■ **OBJECTIVE**
From the line containing "written like [370,127]." to the very last line, repeat everything exactly and add nothing else. Skip the pictures.

Point placement records

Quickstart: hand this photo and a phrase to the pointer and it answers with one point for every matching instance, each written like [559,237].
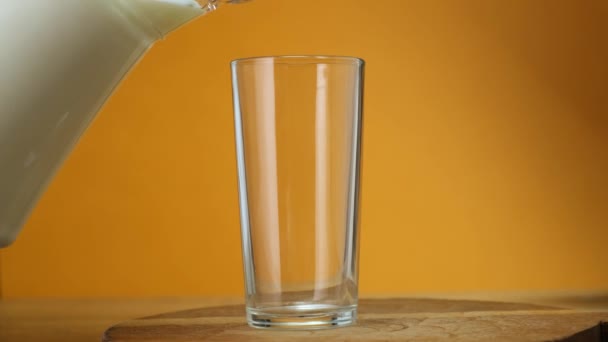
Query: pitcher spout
[165,16]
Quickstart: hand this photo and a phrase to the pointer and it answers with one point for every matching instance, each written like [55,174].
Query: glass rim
[299,59]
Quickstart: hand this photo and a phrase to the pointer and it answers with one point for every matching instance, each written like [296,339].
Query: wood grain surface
[397,319]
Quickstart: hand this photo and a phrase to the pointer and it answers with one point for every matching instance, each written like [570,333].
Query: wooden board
[379,320]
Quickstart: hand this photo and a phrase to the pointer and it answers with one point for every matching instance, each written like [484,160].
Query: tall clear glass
[298,123]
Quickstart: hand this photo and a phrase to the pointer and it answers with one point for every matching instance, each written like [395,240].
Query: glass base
[302,317]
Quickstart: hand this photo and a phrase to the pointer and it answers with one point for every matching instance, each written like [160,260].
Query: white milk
[59,62]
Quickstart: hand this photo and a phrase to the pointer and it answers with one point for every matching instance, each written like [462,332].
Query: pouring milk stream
[60,62]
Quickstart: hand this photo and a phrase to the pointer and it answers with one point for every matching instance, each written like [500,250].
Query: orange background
[485,157]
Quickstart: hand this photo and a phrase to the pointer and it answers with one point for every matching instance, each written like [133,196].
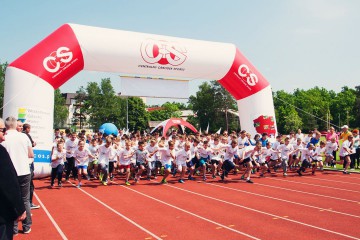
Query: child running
[58,158]
[125,161]
[82,158]
[167,158]
[182,157]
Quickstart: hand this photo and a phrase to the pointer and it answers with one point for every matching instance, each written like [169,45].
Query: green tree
[287,117]
[101,104]
[211,105]
[61,112]
[168,110]
[3,67]
[138,116]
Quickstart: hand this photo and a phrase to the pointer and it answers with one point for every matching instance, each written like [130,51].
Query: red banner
[55,59]
[243,79]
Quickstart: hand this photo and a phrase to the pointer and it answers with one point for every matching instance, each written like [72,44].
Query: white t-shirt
[82,156]
[217,152]
[319,152]
[285,150]
[151,149]
[104,154]
[56,154]
[346,145]
[166,156]
[17,145]
[182,156]
[306,154]
[230,152]
[124,156]
[330,147]
[94,151]
[71,146]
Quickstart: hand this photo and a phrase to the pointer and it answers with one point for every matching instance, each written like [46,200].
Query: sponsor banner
[55,59]
[158,88]
[42,156]
[243,79]
[257,114]
[143,54]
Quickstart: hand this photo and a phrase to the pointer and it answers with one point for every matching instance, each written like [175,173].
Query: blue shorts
[167,166]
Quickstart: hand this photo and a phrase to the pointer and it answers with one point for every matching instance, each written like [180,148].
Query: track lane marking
[117,213]
[265,213]
[50,217]
[192,214]
[284,200]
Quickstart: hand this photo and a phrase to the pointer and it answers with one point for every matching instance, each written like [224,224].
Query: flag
[219,131]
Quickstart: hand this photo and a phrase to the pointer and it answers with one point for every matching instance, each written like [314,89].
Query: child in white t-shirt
[58,158]
[81,155]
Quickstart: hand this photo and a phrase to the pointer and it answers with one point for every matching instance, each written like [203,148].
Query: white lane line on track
[283,200]
[328,180]
[119,214]
[315,185]
[192,214]
[50,217]
[265,213]
[309,193]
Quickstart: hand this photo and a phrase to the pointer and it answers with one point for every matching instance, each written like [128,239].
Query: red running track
[325,206]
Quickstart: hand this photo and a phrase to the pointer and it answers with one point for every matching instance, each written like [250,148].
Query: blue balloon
[108,129]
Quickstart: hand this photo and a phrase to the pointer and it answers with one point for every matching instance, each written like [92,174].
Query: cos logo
[244,72]
[57,59]
[163,52]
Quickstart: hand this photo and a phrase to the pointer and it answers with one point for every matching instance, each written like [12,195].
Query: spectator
[26,129]
[12,205]
[19,148]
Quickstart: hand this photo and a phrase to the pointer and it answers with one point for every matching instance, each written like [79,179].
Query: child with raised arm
[286,150]
[82,158]
[345,151]
[58,158]
[317,158]
[330,147]
[104,157]
[230,152]
[216,157]
[204,153]
[182,157]
[125,161]
[93,159]
[152,148]
[306,156]
[167,159]
[142,156]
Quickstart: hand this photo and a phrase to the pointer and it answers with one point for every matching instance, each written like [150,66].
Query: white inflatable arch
[31,79]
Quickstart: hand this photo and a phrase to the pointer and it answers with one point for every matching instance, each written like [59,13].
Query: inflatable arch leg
[31,79]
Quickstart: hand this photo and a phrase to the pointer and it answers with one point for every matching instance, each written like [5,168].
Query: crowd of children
[188,157]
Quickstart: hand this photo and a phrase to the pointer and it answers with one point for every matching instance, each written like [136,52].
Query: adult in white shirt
[71,145]
[19,147]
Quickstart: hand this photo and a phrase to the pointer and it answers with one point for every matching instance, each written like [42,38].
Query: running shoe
[33,206]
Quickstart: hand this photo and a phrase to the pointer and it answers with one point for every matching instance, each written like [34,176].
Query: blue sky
[294,44]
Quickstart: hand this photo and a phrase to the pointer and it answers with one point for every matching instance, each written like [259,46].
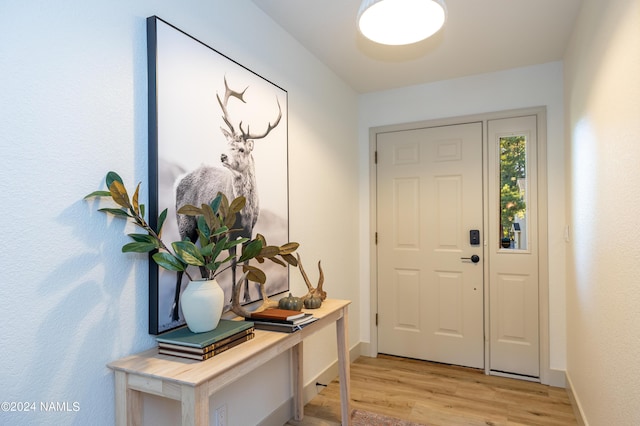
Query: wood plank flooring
[440,395]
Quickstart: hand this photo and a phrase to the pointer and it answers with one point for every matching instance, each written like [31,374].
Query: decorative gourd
[290,302]
[313,302]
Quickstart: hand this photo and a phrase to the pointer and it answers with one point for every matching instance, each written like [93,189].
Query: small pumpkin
[313,302]
[290,302]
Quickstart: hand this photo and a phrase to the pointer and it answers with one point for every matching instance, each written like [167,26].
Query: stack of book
[200,346]
[283,320]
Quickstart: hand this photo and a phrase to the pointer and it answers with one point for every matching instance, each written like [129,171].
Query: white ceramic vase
[202,303]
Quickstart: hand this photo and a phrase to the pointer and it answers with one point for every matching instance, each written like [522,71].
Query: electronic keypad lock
[474,237]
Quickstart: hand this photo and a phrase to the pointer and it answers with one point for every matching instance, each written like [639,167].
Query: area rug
[367,418]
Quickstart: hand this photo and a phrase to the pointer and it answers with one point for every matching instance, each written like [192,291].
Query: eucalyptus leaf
[143,238]
[269,251]
[237,241]
[190,210]
[237,205]
[139,247]
[115,212]
[251,250]
[188,252]
[254,274]
[289,248]
[136,206]
[119,194]
[204,230]
[291,260]
[215,203]
[207,250]
[111,177]
[98,194]
[209,216]
[168,261]
[161,219]
[278,261]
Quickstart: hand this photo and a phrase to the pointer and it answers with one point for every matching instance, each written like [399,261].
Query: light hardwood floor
[436,394]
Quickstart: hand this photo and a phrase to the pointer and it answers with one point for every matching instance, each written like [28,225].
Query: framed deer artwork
[214,126]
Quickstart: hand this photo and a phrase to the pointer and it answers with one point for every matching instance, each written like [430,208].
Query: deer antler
[241,310]
[318,291]
[223,104]
[270,127]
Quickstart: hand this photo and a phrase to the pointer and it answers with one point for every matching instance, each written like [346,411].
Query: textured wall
[73,105]
[603,108]
[539,85]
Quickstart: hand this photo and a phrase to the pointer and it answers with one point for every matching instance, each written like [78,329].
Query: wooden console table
[193,382]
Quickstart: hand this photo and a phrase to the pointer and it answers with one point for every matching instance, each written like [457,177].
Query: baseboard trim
[284,412]
[575,402]
[557,378]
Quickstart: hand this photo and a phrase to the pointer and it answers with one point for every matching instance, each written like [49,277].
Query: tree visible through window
[513,183]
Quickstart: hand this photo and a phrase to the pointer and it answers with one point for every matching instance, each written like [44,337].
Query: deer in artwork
[235,178]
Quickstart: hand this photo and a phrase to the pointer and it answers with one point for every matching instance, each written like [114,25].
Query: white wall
[603,295]
[73,106]
[533,86]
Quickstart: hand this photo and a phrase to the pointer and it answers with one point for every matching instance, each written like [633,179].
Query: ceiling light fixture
[397,22]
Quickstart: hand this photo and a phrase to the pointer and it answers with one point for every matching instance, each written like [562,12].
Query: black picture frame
[187,82]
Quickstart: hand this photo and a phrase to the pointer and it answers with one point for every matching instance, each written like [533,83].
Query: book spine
[208,355]
[208,348]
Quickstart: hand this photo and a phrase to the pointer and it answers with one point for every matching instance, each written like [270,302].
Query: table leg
[298,386]
[342,328]
[195,406]
[128,402]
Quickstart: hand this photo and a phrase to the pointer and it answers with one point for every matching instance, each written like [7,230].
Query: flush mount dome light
[397,22]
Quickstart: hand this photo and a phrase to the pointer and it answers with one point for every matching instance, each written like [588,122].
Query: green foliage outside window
[513,162]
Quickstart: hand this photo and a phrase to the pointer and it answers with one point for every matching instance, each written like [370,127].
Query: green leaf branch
[215,223]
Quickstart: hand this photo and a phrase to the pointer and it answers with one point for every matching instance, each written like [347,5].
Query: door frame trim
[543,260]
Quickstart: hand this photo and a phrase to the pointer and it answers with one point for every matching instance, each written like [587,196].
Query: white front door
[513,271]
[430,292]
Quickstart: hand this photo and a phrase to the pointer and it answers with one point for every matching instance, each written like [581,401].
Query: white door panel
[429,197]
[513,272]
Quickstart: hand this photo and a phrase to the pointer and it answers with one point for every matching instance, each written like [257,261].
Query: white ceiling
[479,36]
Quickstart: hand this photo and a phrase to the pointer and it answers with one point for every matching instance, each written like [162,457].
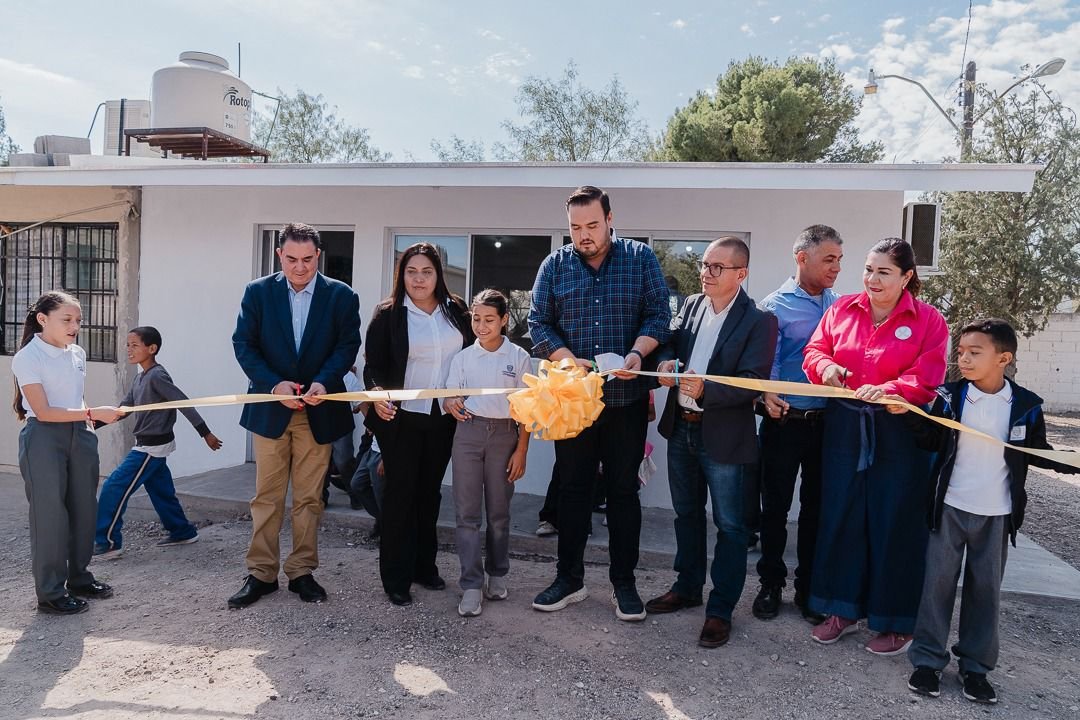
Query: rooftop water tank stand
[200,143]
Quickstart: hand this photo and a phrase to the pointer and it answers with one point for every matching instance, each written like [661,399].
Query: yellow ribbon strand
[366,396]
[564,398]
[785,388]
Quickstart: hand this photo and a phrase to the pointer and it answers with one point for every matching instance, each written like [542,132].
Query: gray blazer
[744,348]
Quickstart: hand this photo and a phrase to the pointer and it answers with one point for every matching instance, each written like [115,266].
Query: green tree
[685,267]
[308,130]
[566,121]
[458,150]
[8,146]
[1014,255]
[763,111]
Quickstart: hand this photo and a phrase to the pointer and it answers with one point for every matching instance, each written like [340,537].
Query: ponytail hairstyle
[902,255]
[46,303]
[496,300]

■ **TASK OUTPUT**
Quickstart: hand this photo and a phrase to the pointer and it answers with one point for every matching instance, each written like [370,127].
Query: green leaf branch
[215,223]
Quickstart: hand this photo and a phrase to the pointer and it answers with one point for every matching instance, each written like [347,5].
Query: door frame trim
[543,260]
Quickstart: hand this photo and a phrase to the pointer and it answers with one point for every matching instance, each written like [587,196].
Query: white front door
[513,271]
[430,292]
Quickstart: hand this photo and a phrase to the pointer and it answers with one point for every matching instance, each written like [581,401].
Query: white door panel
[429,197]
[513,272]
Quickstart: hand this photo and a phrase to the pointer and it answers with one point for every matching instance, each written like [257,261].
Query: white ceiling
[479,36]
Quickstart: hand this photo and a phrase to the pointer and it answers with one point for every matching instance, each written like [162,457].
Query: rooftop water tank stand
[200,143]
Quickstart: hand this photo and a phrase to the pointer and it answers with one point for every matching instance, each written like [661,399].
Query: yellow ribbon strand
[366,396]
[564,398]
[785,388]
Quickstart: hand this photo and a phrase to the pointer and it answers with one point for every matching instance, each written like [542,132].
Query: gray blazer
[744,348]
Quickstart: hand this photo and a phrase to the pointer and it answers with one point for every matching instance, each written like [115,266].
Query: green tree
[685,267]
[308,130]
[566,121]
[458,150]
[8,146]
[1014,255]
[763,111]
Quickstart: hand this photo and a phrase to the pointer and it answers with one point for every matching instance, each written like [340,537].
Query: ponytail hairstyle
[902,255]
[46,303]
[496,300]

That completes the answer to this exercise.